**Work required**
Count the lines in the records below that contain the word "black", matching case exactly, and give only the number.
-- START Data excerpts --
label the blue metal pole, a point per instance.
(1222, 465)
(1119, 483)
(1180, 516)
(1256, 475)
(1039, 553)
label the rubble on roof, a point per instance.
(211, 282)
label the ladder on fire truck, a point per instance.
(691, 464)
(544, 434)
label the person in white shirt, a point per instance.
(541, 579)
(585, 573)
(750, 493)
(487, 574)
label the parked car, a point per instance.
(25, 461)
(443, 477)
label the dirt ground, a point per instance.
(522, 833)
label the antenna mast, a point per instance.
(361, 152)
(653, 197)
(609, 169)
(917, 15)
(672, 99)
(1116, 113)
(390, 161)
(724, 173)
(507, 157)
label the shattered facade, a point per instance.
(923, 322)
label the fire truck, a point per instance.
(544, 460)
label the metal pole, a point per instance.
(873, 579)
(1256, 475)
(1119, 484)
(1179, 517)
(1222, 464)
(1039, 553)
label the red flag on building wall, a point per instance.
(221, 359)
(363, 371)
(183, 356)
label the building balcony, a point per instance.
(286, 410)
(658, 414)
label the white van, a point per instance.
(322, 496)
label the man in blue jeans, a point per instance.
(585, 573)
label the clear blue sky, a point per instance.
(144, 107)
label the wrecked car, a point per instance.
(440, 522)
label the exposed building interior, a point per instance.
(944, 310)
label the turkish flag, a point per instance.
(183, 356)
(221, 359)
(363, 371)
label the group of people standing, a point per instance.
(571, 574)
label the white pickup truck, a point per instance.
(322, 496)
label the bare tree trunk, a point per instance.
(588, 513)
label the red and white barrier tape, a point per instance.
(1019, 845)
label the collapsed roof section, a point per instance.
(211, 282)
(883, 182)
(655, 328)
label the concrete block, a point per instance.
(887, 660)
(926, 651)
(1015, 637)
-- END Data excerpts --
-- START Data excerpts --
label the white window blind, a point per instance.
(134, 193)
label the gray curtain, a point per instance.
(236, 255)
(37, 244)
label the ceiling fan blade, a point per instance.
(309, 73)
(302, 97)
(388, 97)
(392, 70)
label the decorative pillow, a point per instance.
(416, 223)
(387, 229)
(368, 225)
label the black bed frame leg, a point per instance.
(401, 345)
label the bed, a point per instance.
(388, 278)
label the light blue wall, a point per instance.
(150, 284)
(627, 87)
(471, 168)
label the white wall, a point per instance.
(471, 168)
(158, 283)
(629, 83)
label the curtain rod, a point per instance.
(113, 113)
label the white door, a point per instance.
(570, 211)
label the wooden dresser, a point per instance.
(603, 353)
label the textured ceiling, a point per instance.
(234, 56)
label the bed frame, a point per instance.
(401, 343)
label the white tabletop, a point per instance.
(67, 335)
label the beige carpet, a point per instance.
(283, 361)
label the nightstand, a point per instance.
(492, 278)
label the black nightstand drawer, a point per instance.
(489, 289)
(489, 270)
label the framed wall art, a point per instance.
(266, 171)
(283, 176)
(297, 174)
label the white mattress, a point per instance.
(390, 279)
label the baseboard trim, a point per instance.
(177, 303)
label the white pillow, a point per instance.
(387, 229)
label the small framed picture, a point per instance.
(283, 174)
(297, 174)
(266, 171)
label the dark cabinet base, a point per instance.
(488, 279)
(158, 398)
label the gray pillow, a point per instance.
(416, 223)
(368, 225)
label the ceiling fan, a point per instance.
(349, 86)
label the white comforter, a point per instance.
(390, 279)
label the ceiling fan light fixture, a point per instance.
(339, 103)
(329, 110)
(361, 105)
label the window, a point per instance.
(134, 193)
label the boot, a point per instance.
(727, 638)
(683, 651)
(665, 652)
-- END Data excerpts --
-- START Data excerpts --
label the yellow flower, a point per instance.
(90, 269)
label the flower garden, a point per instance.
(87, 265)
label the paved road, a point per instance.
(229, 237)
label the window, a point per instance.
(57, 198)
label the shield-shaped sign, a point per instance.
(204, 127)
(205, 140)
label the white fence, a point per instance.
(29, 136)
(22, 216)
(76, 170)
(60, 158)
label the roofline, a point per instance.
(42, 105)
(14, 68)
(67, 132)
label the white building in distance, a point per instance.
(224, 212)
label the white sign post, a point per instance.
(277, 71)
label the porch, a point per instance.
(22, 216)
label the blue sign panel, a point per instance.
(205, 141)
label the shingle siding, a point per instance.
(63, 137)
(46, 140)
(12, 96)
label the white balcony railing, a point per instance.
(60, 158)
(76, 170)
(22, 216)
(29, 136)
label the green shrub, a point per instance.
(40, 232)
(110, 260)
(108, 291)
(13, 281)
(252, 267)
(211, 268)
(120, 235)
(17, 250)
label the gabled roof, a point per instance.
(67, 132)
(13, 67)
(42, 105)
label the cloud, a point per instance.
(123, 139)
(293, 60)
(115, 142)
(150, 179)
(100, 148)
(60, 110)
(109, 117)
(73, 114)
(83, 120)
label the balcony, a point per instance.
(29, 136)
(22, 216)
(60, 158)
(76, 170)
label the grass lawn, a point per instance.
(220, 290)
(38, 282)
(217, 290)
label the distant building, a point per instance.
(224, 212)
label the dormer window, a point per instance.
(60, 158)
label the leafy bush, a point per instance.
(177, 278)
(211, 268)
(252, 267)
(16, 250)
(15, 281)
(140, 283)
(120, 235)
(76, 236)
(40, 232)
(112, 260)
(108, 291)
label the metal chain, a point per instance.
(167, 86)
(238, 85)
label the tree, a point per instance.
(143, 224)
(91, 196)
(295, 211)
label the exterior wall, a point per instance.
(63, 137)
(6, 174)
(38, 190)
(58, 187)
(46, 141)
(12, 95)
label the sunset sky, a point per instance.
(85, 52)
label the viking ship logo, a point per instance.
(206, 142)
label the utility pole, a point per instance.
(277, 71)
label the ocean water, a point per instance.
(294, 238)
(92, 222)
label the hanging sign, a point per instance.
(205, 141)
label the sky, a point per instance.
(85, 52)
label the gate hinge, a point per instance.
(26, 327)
-- END Data excerpts --
**Exercise output**
2